** START Records for the exercise **

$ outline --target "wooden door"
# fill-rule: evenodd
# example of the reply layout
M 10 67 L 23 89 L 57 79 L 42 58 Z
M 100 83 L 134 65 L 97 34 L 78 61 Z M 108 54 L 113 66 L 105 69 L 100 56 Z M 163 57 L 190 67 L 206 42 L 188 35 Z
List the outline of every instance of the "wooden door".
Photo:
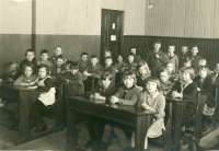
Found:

** END Records for the exercise **

▸ **What is needed**: Give each item above as a numbered list of its lines, skipping any blank lines. Leave the pictures out.

▸ **Output below**:
1. $ outline --target "wooden door"
2. # fill-rule: evenodd
3. # example of the reply layout
4. M 10 67 L 23 89 L 57 79 L 42 58 Z
5. M 100 83 L 134 65 L 97 34 L 78 61 Z M 108 54 L 113 66 L 105 69 L 100 56 Z M 163 57 L 190 67 L 206 42 L 188 35 Z
6. List the outline of every instance of the "wooden door".
7. Photo:
8. Found:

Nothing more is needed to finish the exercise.